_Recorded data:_
## Begin

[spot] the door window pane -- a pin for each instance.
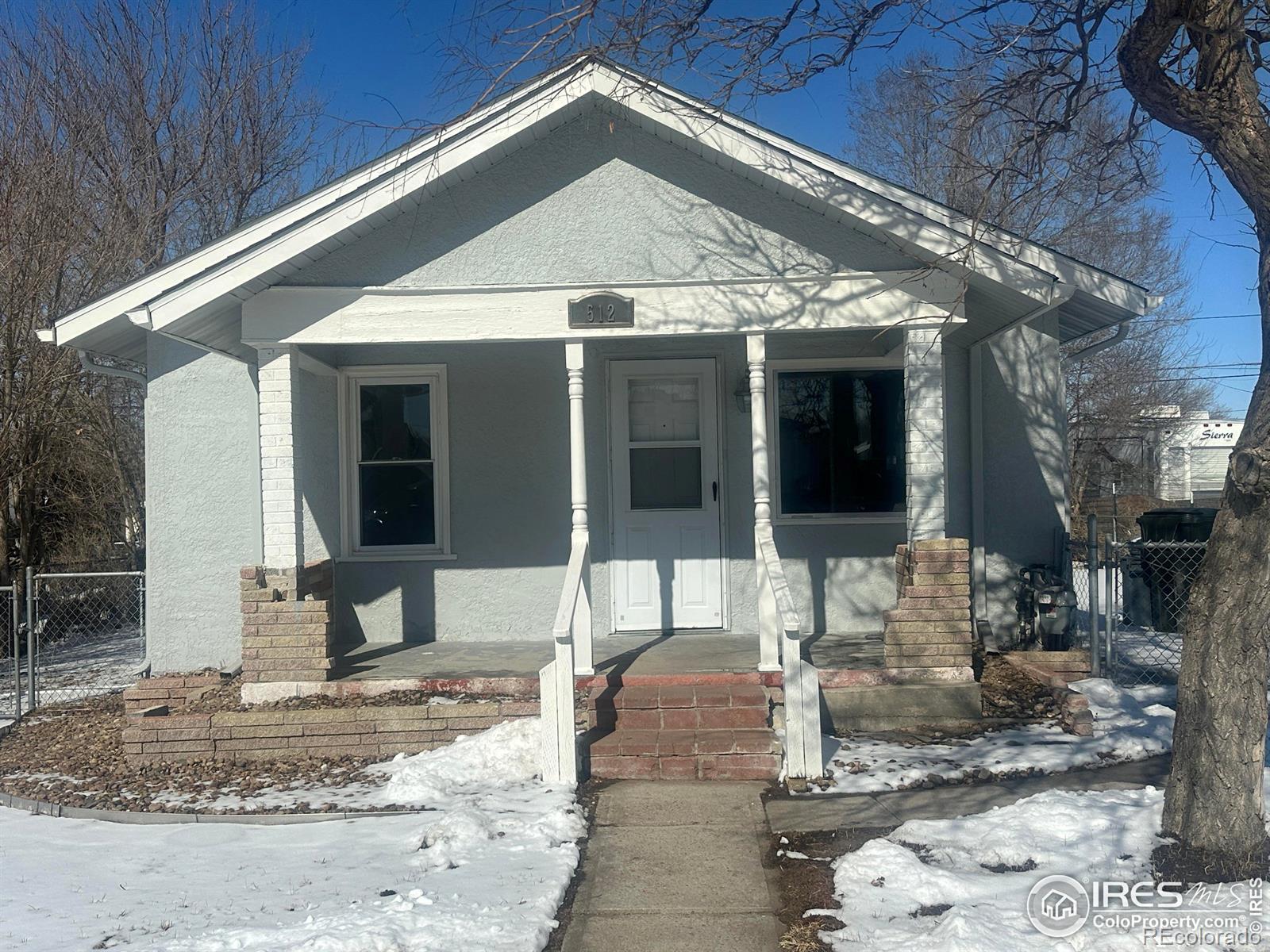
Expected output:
(666, 478)
(397, 505)
(664, 409)
(841, 441)
(397, 422)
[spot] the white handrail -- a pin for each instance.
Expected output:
(785, 607)
(559, 742)
(802, 683)
(571, 593)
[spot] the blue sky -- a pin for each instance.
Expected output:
(380, 61)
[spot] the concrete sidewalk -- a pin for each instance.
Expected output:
(891, 809)
(676, 867)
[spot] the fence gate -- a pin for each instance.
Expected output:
(87, 635)
(1149, 622)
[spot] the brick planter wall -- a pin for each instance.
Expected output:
(287, 622)
(931, 626)
(156, 735)
(173, 691)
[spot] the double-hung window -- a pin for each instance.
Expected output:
(395, 461)
(840, 442)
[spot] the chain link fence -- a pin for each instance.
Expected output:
(1130, 603)
(1145, 641)
(74, 636)
(10, 664)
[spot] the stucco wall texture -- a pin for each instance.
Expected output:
(598, 201)
(202, 505)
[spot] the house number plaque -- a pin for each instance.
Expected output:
(602, 310)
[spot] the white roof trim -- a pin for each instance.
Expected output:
(921, 226)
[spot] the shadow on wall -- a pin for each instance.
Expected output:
(1026, 471)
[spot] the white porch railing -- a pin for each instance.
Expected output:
(556, 678)
(803, 758)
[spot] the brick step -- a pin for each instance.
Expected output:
(677, 719)
(747, 754)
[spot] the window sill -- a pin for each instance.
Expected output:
(842, 520)
(399, 558)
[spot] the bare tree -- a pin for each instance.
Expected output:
(1195, 67)
(924, 129)
(129, 133)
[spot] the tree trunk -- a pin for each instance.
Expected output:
(1213, 801)
(1213, 804)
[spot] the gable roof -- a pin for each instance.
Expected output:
(197, 296)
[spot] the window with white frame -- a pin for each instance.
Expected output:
(395, 460)
(840, 435)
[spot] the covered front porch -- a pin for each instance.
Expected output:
(689, 658)
(641, 466)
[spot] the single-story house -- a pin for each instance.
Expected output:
(597, 317)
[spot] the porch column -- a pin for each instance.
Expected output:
(579, 533)
(768, 622)
(279, 495)
(924, 433)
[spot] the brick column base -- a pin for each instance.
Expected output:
(287, 622)
(931, 626)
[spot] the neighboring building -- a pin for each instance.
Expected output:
(391, 376)
(1193, 456)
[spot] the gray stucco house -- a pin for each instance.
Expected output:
(596, 317)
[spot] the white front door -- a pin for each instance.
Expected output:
(667, 566)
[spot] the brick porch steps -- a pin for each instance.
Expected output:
(676, 731)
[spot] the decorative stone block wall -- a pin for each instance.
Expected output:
(158, 735)
(931, 626)
(287, 622)
(173, 691)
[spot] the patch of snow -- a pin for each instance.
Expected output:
(506, 754)
(962, 885)
(484, 869)
(1130, 724)
(78, 666)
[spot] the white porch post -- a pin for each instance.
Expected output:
(279, 497)
(579, 533)
(768, 622)
(924, 433)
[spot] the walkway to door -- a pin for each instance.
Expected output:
(676, 867)
(628, 655)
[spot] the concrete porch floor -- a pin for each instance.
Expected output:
(625, 655)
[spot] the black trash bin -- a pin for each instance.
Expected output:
(1166, 574)
(1183, 524)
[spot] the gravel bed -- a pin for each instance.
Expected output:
(228, 697)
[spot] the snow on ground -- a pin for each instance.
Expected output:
(484, 869)
(76, 666)
(1130, 724)
(962, 885)
(406, 781)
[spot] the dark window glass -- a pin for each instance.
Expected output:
(666, 478)
(398, 505)
(841, 441)
(395, 470)
(397, 422)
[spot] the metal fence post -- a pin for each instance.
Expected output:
(17, 651)
(31, 639)
(1111, 568)
(1091, 564)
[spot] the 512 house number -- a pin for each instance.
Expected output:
(602, 310)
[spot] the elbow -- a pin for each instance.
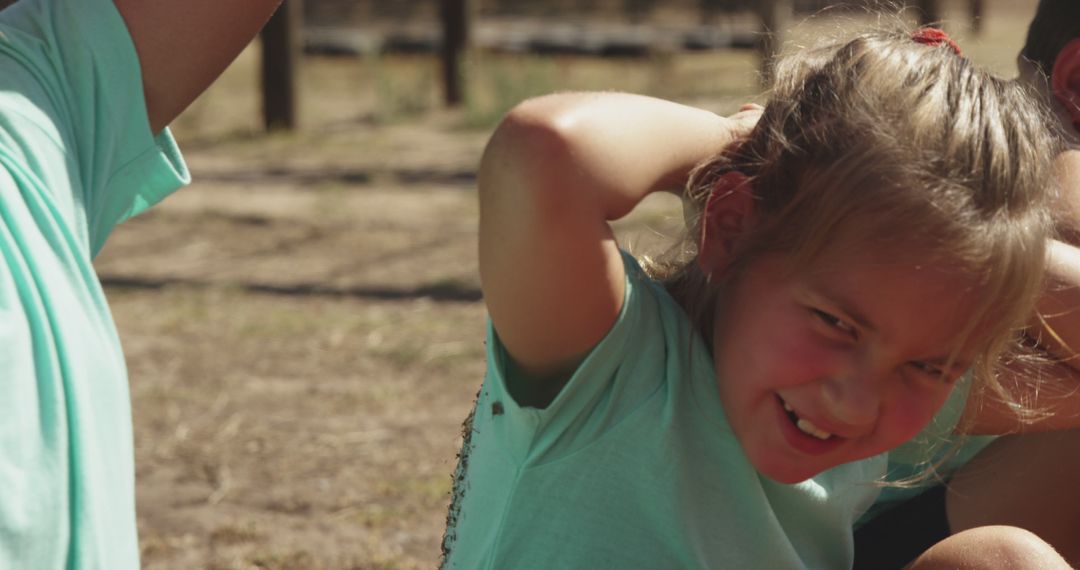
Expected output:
(529, 159)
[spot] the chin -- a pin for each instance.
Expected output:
(787, 474)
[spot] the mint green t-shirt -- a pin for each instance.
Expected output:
(634, 465)
(77, 157)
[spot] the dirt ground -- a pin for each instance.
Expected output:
(304, 324)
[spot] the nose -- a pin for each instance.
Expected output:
(852, 399)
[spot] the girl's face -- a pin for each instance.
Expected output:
(822, 367)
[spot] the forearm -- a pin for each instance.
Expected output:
(184, 46)
(609, 150)
(556, 170)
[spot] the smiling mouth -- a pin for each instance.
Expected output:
(804, 424)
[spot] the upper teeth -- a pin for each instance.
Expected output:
(807, 426)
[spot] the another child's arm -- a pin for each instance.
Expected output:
(555, 171)
(184, 46)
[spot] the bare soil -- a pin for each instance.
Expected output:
(304, 325)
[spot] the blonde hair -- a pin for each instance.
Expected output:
(880, 141)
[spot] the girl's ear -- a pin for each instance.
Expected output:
(728, 215)
(1065, 80)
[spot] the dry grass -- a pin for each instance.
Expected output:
(302, 325)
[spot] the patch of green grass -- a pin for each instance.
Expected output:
(405, 89)
(496, 84)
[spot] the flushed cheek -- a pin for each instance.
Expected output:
(912, 415)
(799, 358)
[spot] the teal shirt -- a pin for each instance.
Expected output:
(634, 465)
(77, 157)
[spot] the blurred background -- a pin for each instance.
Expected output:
(304, 325)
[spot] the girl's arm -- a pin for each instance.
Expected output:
(183, 46)
(554, 173)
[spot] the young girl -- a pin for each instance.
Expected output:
(881, 230)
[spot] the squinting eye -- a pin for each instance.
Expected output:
(835, 322)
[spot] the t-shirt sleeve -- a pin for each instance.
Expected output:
(619, 375)
(71, 91)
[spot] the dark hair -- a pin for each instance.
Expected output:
(1055, 24)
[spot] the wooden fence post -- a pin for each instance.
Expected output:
(455, 15)
(281, 46)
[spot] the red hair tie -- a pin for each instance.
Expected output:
(935, 37)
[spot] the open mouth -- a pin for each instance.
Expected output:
(804, 424)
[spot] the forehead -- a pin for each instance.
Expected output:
(925, 303)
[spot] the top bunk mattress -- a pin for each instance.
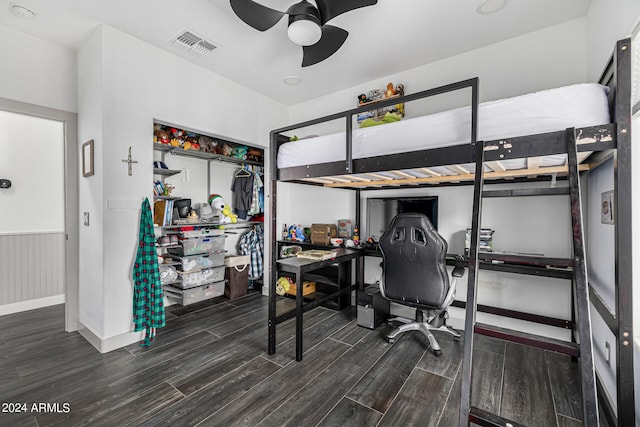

## End

_Prompt:_ Lay out every line of the records above as a numbered list, skipping blank lines. Leave the pictures out of your answer.

_Worked answer:_
1. [spot] the door window pane -- a pin for each instance.
2. Expected output:
3. (666, 478)
4. (397, 505)
5. (664, 409)
6. (841, 441)
7. (397, 422)
8. [spot] the white handrail -- a pin for each instance.
9. Expected output:
10. (785, 607)
11. (559, 742)
12. (802, 683)
13. (571, 593)
14. [spot] the blue sky -- a pin for each instance.
15. Expected output:
16. (380, 61)
17. [spot] the concrete sidewalk -- a pin for each instance.
18. Expected output:
19. (891, 809)
20. (676, 867)
21. [spot] the fence gate -- a pin for each instance.
22. Expected output:
23. (87, 635)
24. (1149, 622)
25. [spot] the brick planter wall -- a pin for each instance.
26. Expected output:
27. (287, 622)
28. (931, 626)
29. (156, 735)
30. (173, 691)
31. [spot] the double-hung window -- a pin for each instance.
32. Expected output:
33. (395, 461)
34. (840, 442)
35. [spot] the chain link fence -- a pin for each instance.
36. Expected output:
37. (1130, 603)
38. (1145, 641)
39. (74, 636)
40. (10, 664)
41. [spot] the stucco wall texture -- a pin for each instance.
42. Expected output:
43. (598, 201)
44. (202, 505)
45. [spot] the house number plaque -- a pin for each instance.
46. Expected output:
47. (602, 310)
48. [spot] the white roof trim -- a pin for each instance.
49. Expected output:
50. (921, 226)
51. [spot] the shadow on wall -- a pin for each instance.
52. Expected output:
53. (1026, 471)
54. [spot] the white porch railing -- a pin for each instance.
55. Expected output:
56. (556, 678)
57. (803, 758)
58. [spot] the brick step -- a pin for each instance.
59. Expected output:
60. (677, 719)
61. (747, 754)
62. [spot] the window sill -- a pin for each instance.
63. Expected output:
64. (842, 520)
65. (399, 558)
66. [spot] the bare tree -- a pin for each instance.
67. Expected output:
68. (1195, 67)
69. (924, 129)
70. (129, 133)
71. [spot] the tree trunk -- a pin for each instance.
72. Expected output:
73. (1213, 801)
74. (1213, 804)
75. [spot] the gable roof -- a pin for each instance.
76. Expected output:
77. (197, 296)
78. [spot] the window with white frame -- a pin for each instance.
79. Expected output:
80. (395, 460)
81. (840, 435)
82. [spot] the covered front porch -- a pin for each instance.
83. Expected output:
84. (689, 658)
85. (641, 466)
86. [spot] the single-story house -- a pin for each instance.
87. Expected output:
88. (597, 317)
89. [spot] the porch column -- a pin for each instance.
90. Expected output:
91. (579, 533)
92. (768, 622)
93. (279, 495)
94. (924, 433)
95. [spot] the brick column base -- a pin for each instance.
96. Expected output:
97. (287, 622)
98. (931, 626)
99. [spot] the neighboring building -- a pin for each instance.
100. Expected output:
101. (391, 376)
102. (1193, 456)
103. [spot] the gray stucco house -- a pin for each instance.
104. Expected output:
105. (596, 317)
106. [spot] the white front door -- a pin for each instance.
107. Expected output:
108. (667, 566)
109. [spot] the brick porch steps -- a pin for each instance.
110. Expected output:
111. (676, 731)
112. [spot] the decorative stone block wall -- a pin for each instance.
113. Expected output:
114. (158, 735)
115. (931, 626)
116. (287, 622)
117. (173, 691)
118. [spot] the patch of snow -- a pin for each instance.
119. Expected output:
120. (506, 754)
121. (962, 885)
122. (484, 869)
123. (1130, 724)
124. (78, 666)
125. [spot] the white porch post -- a pin for each instance.
126. Expected output:
127. (279, 497)
128. (579, 533)
129. (768, 622)
130. (924, 433)
131. [spot] the walkway to door -- a pin for each instance.
132. Expected output:
133. (676, 867)
134. (628, 655)
135. [spot] the concrete porch floor -- a pin for each instance.
136. Expected output:
137. (625, 655)
138. [spot] the black trash bin -- a pin for each instance.
139. Expected output:
140. (1166, 574)
141. (1183, 524)
142. [spot] the gravel bed -- a pin for each instance.
143. Expected output:
144. (228, 697)
145. [spot] the snow on ground -- a pin for each instance.
146. Expected output:
147. (484, 869)
148. (76, 666)
149. (1130, 724)
150. (962, 885)
151. (406, 781)
152. [spot] the dark window glass -- a pin for each instance.
153. Expected output:
154. (666, 478)
155. (398, 505)
156. (841, 441)
157. (395, 470)
158. (397, 422)
159. [spot] the metal fence post -- a pin for each instance.
160. Expected output:
161. (17, 651)
162. (31, 639)
163. (1111, 568)
164. (1091, 564)
165. [spot] the 512 house number -- a pin for each instance.
166. Expected output:
167. (602, 310)
168. [spot] the elbow -- a pin for each instance.
169. Expected output:
170. (529, 159)
171. [spot] the chin -- a pin for each instance.
172. Expected output:
173. (787, 474)
174. [spot] the mint green t-shirt -- a pin for each instance.
175. Expected output:
176. (634, 465)
177. (77, 157)
178. [spot] the dirt ground -- a pin for each instance.
179. Expected output:
180. (304, 324)
181. [spot] the nose -- a pin for each instance.
182. Expected output:
183. (852, 399)
184. [spot] the girl's face -- a pin for each instance.
185. Expected output:
186. (822, 367)
187. [spot] the forearm -- a pin for each instance.
188. Expected output:
189. (184, 46)
190. (609, 150)
191. (556, 170)
192. [spot] the smiling mouth -- a pin for each instance.
193. Expected output:
194. (804, 424)
195. [spot] the upper teeth -- a pin for each instance.
196. Expected output:
197. (807, 426)
198. [spot] the another child's arm -- a pin for each instance.
199. Expected output:
200. (555, 171)
201. (184, 46)
202. [spot] the bare soil -- a pin for each instance.
203. Expected output:
204. (304, 325)
205. [spot] the blonde hair -- a pin for each instance.
206. Expected output:
207. (880, 141)
208. [spot] the girl's ear -- a pin for each instance.
209. Expected output:
210. (728, 215)
211. (1065, 80)
212. [spot] the dry grass -- a pin for each instance.
213. Expected output:
214. (302, 325)
215. [spot] the patch of green grass -- a pin for each instance.
216. Expected output:
217. (405, 89)
218. (496, 84)
219. [spot] the flushed cheek -- a pin for each instance.
220. Expected output:
221. (912, 415)
222. (799, 358)
223. [spot] the teal shirt -- a pin for each instance.
224. Expected output:
225. (634, 465)
226. (77, 157)
227. [spot] the blurred background -- a pin for each instance.
228. Expected output:
229. (304, 325)
230. [spot] the girl's arm -- a pin for each instance.
231. Expected output:
232. (183, 46)
233. (554, 173)
234. [spot] the young girl -- a pin for each instance.
235. Expected output:
236. (881, 230)
237. [spot] the squinting eye -- a pin for each instance.
238. Expected output:
239. (835, 322)
240. [spot] the t-shirt sleeve -- a pin for each instance.
241. Expected output:
242. (619, 375)
243. (71, 91)
244. [spot] the dark hair -- a pin for each instance.
245. Expected output:
246. (1055, 24)
247. [spot] the wooden fence post -- a pin for each instance.
248. Expected output:
249. (455, 15)
250. (281, 46)
251. [spot] the red hair tie -- a pin for each instance.
252. Expected output:
253. (935, 37)
254. [spot] the open mouth -- a pin for each instance.
255. Expected output:
256. (804, 424)
257. [spot] the forehead -- a pin for each instance.
258. Expected output:
259. (925, 303)
260. [spot] the top bunk mattress -- a pin for each instance.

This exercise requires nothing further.